| DATASET EXTRACT |

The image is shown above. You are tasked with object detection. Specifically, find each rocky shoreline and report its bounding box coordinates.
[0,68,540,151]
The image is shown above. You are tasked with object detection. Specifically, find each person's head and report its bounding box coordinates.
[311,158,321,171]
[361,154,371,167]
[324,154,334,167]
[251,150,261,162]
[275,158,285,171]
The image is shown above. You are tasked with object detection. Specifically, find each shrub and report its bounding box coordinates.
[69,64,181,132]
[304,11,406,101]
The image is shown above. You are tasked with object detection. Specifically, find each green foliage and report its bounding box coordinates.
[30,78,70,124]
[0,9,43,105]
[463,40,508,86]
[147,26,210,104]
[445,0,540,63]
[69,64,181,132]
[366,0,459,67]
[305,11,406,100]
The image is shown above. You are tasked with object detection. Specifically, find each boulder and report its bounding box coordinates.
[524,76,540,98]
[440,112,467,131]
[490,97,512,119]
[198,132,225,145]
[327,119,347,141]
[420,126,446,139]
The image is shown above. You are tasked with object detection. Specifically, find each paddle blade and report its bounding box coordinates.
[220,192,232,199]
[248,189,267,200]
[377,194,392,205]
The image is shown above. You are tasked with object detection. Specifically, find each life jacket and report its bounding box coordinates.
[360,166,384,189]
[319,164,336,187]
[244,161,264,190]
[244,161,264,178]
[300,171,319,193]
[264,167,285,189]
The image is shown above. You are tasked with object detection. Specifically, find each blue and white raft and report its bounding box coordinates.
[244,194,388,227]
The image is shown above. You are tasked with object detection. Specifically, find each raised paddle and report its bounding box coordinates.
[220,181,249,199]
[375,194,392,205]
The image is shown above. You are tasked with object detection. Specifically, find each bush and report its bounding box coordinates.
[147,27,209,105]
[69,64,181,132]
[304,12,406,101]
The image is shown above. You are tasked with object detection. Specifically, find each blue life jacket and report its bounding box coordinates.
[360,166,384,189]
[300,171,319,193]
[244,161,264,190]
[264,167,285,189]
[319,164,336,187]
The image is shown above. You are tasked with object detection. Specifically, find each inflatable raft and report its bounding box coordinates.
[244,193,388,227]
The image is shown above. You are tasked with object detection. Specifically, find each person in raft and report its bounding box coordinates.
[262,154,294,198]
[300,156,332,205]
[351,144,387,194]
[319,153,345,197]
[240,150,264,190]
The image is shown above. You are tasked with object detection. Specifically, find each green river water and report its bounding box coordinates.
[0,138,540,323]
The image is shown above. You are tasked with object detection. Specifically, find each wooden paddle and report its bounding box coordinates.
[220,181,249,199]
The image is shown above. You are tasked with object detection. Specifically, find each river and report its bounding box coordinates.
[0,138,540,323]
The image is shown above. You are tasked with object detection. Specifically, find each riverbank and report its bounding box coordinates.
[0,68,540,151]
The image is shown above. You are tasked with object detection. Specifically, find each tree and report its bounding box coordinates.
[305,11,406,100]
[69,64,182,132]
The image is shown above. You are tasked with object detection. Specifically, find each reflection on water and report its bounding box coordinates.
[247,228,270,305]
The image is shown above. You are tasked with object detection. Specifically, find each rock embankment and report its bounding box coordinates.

| WHAT IS NEEDED |
Copy all of the lines above, replacing "life jacket" with "personal flotation device" each time it occurs and leaving everything else unchanged.

| ANSWER TO THE PROBLEM |
The image is shown above. You are tasked with object detection. Specifically, find each rocky shoreline and report its bounding box coordinates.
[0,68,540,151]
The image is shown above. You are tasked with object detection. Specifically, find each person's head and report its bounding box coordinates.
[311,158,321,171]
[361,154,371,167]
[324,154,334,167]
[251,150,261,162]
[275,158,285,171]
The image is shown above. You are tasked with object detection. Specifically, find each shrub and report its bounding box coordinates.
[69,64,181,132]
[304,11,406,101]
The image is shown above. You are tasked with object detection. Specifically, find each green foliage and report its bounding box coordinates.
[30,78,70,124]
[0,9,43,105]
[463,40,508,86]
[147,26,210,104]
[445,0,540,63]
[69,64,181,132]
[366,0,459,67]
[305,11,406,100]
The image is shown above. You are tasked with object detection. Specifically, find each boulder and report its bounding box coordinates.
[524,76,540,98]
[440,112,467,131]
[490,97,512,119]
[198,132,225,145]
[327,119,347,141]
[420,126,446,139]
The image is shown above. You are tasked with object detection. Specifically, find each paddle blade and report its bounding box coordinates.
[220,192,232,199]
[248,189,267,200]
[377,194,392,205]
The image is shown above. You are tasked with object detection. Specifically, find each personal flotation device and report its bounding box coordinates.
[360,166,384,189]
[319,164,336,187]
[244,161,264,190]
[244,161,264,178]
[300,171,319,193]
[264,167,285,189]
The image is shown above. You are tasked with object detection. Specifically, find each blue and white raft and report its bounding box coordinates.
[244,194,388,227]
The image is shown above. You are tasked with object detection. Specifically, find each raised paddle and report its bounding box coordinates.
[220,181,249,199]
[375,194,392,205]
The image is shown above. You are tasked with object detection. Specifically, find each bush and report its bounding box coordinates.
[147,27,209,105]
[69,64,181,132]
[304,12,406,101]
The image is shown above. You are tasked with object detection. Specifically, find each blue personal flotation device and report its bounding box coordinates.
[360,166,384,189]
[300,171,319,193]
[244,161,264,190]
[264,167,285,189]
[319,164,336,187]
The image is shown above. You are tasked with object detection. Specifically, find each inflatable raft and report its bounding box coordinates.
[244,193,388,227]
The image is shown above. You are tasked with object detection. Specifically, find each person in raft and report its bounding box coordinates.
[262,154,294,198]
[300,156,332,205]
[351,144,387,194]
[319,153,345,197]
[240,150,264,190]
The image is shown above. You are tasked with object detection. Specifically, find each green river water and report its bounding box coordinates.
[0,138,540,323]
The image is shown above. You are tasked with object detection. Specifically, find each wooden paddle and report its bounding box coordinates.
[220,181,249,199]
The image is shown above. You are tasked with object detection. Specifically, find each river and report its bounding box coordinates.
[0,138,540,323]
The image is shown above. You are tasked with object detection. Specifically, find each riverbank and report its bounding box coordinates.
[0,68,540,151]
The image is shown above. You are tasked with object detection. Specifically, find each tree and report its bounding box coordinates.
[305,11,406,100]
[69,64,182,132]
The image is shown above. You are tasked with object detection. Specifically, find each reflection on water and report its bounding box coordinates.
[247,228,270,305]
The image is shown above. You are tasked with object detection. Specifically, find each rock embankment and report its bounding box coordinates.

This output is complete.